→ **练习**:
修改下面所有条目：把其中的“Target”一律换成“Label”，其余内容原样保留。

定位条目

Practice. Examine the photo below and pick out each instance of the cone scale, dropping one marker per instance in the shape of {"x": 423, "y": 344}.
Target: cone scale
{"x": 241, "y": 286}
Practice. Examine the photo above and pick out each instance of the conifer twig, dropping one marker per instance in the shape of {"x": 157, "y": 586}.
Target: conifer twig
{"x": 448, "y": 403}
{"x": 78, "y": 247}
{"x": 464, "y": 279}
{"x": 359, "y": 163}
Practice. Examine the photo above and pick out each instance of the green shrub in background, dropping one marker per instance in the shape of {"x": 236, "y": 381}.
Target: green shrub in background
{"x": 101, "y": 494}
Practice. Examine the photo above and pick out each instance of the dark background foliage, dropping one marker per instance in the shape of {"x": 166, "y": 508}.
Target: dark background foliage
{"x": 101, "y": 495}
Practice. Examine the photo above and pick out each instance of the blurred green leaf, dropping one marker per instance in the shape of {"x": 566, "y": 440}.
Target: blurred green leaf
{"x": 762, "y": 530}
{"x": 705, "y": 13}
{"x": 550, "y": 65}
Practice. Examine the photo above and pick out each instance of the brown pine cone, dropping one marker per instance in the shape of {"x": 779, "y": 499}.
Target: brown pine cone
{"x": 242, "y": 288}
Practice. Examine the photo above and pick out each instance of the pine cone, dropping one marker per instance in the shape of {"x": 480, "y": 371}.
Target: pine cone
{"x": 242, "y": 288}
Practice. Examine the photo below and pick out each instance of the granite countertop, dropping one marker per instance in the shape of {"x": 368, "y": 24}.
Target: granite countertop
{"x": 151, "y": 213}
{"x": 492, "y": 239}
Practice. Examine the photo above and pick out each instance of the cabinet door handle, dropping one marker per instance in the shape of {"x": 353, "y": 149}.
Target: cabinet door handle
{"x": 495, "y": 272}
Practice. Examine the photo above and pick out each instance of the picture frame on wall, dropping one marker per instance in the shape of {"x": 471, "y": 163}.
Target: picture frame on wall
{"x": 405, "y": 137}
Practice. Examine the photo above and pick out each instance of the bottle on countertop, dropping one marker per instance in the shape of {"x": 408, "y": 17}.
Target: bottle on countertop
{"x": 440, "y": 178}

→ **例题解答**:
Practice. Examine the photo below and pick out each instance of the cone scale, dropping one marker per instance in the shape of {"x": 423, "y": 344}.
Label: cone scale
{"x": 241, "y": 286}
Practice. Examine the photo above and pick out each instance of the conifer twig, dropping one marker per instance in the shape of {"x": 157, "y": 586}.
Label: conifer twig
{"x": 448, "y": 403}
{"x": 78, "y": 247}
{"x": 464, "y": 279}
{"x": 359, "y": 163}
Practice. Examine the photo above and pick out each instance of the green shrub in background, dropping one marker per instance in the shape of {"x": 236, "y": 381}.
Label: green shrub in background
{"x": 101, "y": 494}
Practice. Examine the photo above and pick out each instance of the dark background foliage, dropping one marker per instance in the shape of {"x": 166, "y": 508}.
Label: dark background foliage
{"x": 101, "y": 495}
Practice. Examine the photo above and pick out each instance of the blurred green leaf, dropping one marker per instance in the shape of {"x": 566, "y": 440}.
Label: blurred green leaf
{"x": 762, "y": 530}
{"x": 705, "y": 13}
{"x": 550, "y": 65}
Practice. Examine the photo above and pick out each instance of the brown pine cone, dropping one marker per instance in the shape of {"x": 779, "y": 499}.
Label: brown pine cone
{"x": 242, "y": 288}
Practice. Examine the photo above and pick out each instance of the pine cone, dropping one marker per instance in the shape of {"x": 480, "y": 371}.
Label: pine cone
{"x": 242, "y": 288}
Practice. Examine the photo below and pick out each instance of the granite countertop, dropping one marker per instance in the shape of {"x": 368, "y": 24}.
Label: granite countertop
{"x": 151, "y": 213}
{"x": 492, "y": 239}
Practice. Examine the photo above and pick out each instance of the cabinet door handle, dropping one marker per instance in the shape of {"x": 353, "y": 149}.
Label: cabinet door handle
{"x": 495, "y": 272}
Practice. Examine the photo above and pick out each instance of the picture frame on wall, dropping one marker per instance in the shape of {"x": 471, "y": 163}.
Label: picture frame on wall
{"x": 405, "y": 137}
Practice. Examine the photo above and pick out each instance of the bottle on countertop, dropping one marker per instance in the shape of {"x": 408, "y": 17}.
Label: bottle on countertop
{"x": 440, "y": 178}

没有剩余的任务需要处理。